This is the appraisal work that people do to
assess and understand the ways that a new set of practices affect
them and others around them. Like all NPT constructs, it has four
components
4.1 Systematization: participants in any set of
practices may seek to determine how effective and useful it is for
them and for others, and this involves the work of collecting
information in a variety of ways. The work of systematization
may be highly formal - the Randomized Controlled Clinical Trial is
a prime example of formal systematization. But it may also be very
informal, the collection of anecdotal examples of problems in
practice around a set of common themes by an unqualified care
assistant is every bit as much an example of the systematization of
information.
4.2 Communal appraisal: participants work
together - sometimes in formal collaboratives, sometimes in
informal groups to evaluate the worth of a set of practices. They
may use many different means to do this drawing on a variety of
experiential and systematized information. These events happen
continuously in almost every setting where people interact around a
piece of hardware or new way of organizing work and ask each other
'is it working?' How they put the answers to these questions and
negotiate the difficulties that stem from conflicts about what sort
of information counts, and how it counts for different groups, are
central to the future of any set of practices. Acts of communal
appraisal - like data analysis meetings in clinical trials, or
quality circles in lean healthcare organizations - are common and
may be highly formalized as well as casual and informal.

**TASK DESCRIPTION**
Please turn the paragraph beginning "4.1 Systematization" in the text on appraisal work into a short bulleted list that keeps its main facts. These rows have nothing to do with the text on appraisal work.

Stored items

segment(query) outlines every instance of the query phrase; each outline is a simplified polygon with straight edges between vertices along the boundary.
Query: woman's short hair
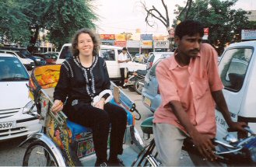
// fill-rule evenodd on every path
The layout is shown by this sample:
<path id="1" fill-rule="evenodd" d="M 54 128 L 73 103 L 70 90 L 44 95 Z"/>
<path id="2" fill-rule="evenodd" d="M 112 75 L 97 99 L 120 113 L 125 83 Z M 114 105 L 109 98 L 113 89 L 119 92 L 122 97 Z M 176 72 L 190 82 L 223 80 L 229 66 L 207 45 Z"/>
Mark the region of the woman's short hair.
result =
<path id="1" fill-rule="evenodd" d="M 195 20 L 185 20 L 176 26 L 174 36 L 181 39 L 184 36 L 194 36 L 197 33 L 199 33 L 201 37 L 204 36 L 202 24 Z"/>
<path id="2" fill-rule="evenodd" d="M 73 57 L 76 57 L 79 54 L 79 50 L 77 49 L 77 46 L 78 46 L 78 38 L 81 33 L 87 33 L 89 35 L 93 43 L 93 56 L 98 55 L 99 49 L 100 49 L 100 40 L 98 39 L 98 37 L 96 35 L 93 30 L 84 28 L 78 30 L 73 37 L 72 41 L 72 51 Z"/>

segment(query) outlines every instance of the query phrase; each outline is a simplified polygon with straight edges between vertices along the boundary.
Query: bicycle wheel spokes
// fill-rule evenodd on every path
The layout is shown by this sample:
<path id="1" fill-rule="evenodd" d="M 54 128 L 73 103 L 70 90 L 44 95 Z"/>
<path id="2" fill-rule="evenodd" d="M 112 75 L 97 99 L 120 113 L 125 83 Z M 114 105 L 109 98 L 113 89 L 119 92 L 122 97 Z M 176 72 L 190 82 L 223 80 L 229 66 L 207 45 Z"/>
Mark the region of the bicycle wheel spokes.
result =
<path id="1" fill-rule="evenodd" d="M 23 166 L 58 166 L 49 148 L 42 144 L 28 148 L 23 158 Z"/>

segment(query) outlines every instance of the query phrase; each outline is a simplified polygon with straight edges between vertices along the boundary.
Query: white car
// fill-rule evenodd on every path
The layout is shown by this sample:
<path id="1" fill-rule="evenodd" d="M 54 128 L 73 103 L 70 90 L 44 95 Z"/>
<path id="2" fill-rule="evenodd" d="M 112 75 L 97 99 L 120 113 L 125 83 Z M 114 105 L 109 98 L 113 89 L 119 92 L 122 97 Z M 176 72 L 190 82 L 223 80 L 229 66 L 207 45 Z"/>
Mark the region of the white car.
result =
<path id="1" fill-rule="evenodd" d="M 26 113 L 33 105 L 26 85 L 29 78 L 15 55 L 0 53 L 0 141 L 26 136 L 41 128 L 38 119 Z"/>
<path id="2" fill-rule="evenodd" d="M 65 59 L 71 57 L 71 43 L 65 43 L 62 46 L 60 55 L 58 57 L 56 64 L 61 64 Z M 116 46 L 100 45 L 99 55 L 103 57 L 107 64 L 108 75 L 110 79 L 120 79 L 121 74 L 118 64 L 118 54 L 121 52 L 122 47 Z M 133 58 L 128 52 L 128 58 L 131 60 L 127 63 L 128 71 L 136 71 L 137 70 L 146 70 L 146 65 L 134 62 Z"/>
<path id="3" fill-rule="evenodd" d="M 149 52 L 146 69 L 149 69 L 160 57 L 173 55 L 174 52 Z"/>
<path id="4" fill-rule="evenodd" d="M 32 70 L 35 67 L 35 63 L 33 62 L 33 60 L 25 57 L 19 52 L 16 50 L 0 50 L 0 53 L 3 54 L 14 54 L 17 57 L 17 58 L 20 61 L 23 65 L 25 65 L 26 68 L 27 70 Z"/>

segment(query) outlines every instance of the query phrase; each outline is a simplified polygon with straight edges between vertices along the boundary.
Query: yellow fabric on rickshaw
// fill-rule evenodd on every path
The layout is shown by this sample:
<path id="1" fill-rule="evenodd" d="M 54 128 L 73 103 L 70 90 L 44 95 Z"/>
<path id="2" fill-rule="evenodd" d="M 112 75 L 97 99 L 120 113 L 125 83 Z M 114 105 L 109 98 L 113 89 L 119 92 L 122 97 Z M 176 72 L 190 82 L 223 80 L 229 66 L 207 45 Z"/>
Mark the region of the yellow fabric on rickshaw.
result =
<path id="1" fill-rule="evenodd" d="M 54 88 L 59 79 L 60 70 L 61 64 L 44 65 L 36 68 L 32 75 L 42 89 Z"/>

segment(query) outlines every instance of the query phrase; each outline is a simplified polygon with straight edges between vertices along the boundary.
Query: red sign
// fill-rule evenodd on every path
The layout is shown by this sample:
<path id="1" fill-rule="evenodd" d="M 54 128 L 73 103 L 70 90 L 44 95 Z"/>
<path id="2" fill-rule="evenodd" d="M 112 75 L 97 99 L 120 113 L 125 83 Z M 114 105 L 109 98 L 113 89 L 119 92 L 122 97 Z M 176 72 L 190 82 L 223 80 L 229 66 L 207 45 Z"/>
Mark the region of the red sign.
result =
<path id="1" fill-rule="evenodd" d="M 126 41 L 114 41 L 114 46 L 124 47 L 126 47 Z"/>
<path id="2" fill-rule="evenodd" d="M 204 28 L 204 34 L 209 35 L 209 28 Z"/>
<path id="3" fill-rule="evenodd" d="M 100 34 L 102 40 L 114 40 L 114 34 Z"/>

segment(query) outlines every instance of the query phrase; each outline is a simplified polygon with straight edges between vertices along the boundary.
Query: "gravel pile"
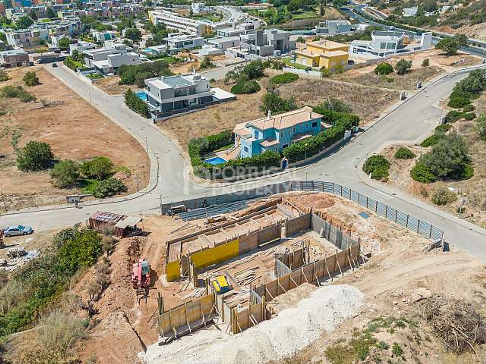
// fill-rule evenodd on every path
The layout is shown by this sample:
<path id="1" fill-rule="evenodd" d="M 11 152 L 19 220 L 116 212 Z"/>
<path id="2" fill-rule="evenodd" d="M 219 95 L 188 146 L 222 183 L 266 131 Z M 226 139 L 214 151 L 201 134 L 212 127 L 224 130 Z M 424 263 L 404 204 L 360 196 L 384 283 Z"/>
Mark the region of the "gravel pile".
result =
<path id="1" fill-rule="evenodd" d="M 201 331 L 168 345 L 149 347 L 139 356 L 147 364 L 254 364 L 289 356 L 332 331 L 356 314 L 363 294 L 347 285 L 321 287 L 295 308 L 280 312 L 241 334 Z"/>

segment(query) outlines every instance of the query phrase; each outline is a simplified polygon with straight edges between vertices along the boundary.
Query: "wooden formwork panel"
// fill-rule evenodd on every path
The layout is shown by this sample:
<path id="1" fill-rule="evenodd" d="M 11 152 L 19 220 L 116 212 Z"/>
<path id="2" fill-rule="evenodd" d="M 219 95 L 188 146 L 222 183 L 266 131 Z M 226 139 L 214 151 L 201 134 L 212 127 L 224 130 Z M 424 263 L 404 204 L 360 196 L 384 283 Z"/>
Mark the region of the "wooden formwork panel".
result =
<path id="1" fill-rule="evenodd" d="M 285 235 L 289 236 L 302 230 L 311 228 L 311 214 L 306 214 L 294 219 L 285 221 Z"/>
<path id="2" fill-rule="evenodd" d="M 258 235 L 257 233 L 240 237 L 239 254 L 242 254 L 258 247 Z"/>

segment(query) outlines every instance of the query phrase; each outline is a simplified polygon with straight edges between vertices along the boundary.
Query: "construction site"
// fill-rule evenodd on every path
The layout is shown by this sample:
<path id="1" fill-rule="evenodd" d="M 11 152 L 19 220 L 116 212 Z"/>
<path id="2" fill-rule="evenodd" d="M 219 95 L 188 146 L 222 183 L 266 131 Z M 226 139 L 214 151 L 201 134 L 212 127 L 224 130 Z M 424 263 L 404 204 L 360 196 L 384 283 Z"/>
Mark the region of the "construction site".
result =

**ANSWER BELOW**
- Participants in a set of practices may try to determine how effective and useful it is for themselves and others.
- Doing so involves collecting information in a variety of ways.
- Systematization can be highly formal; the Randomized Controlled Clinical Trial is a prime example.
- It can also be very informal, such as an unqualified care assistant collecting anecdotal examples of problems in practice around common themes.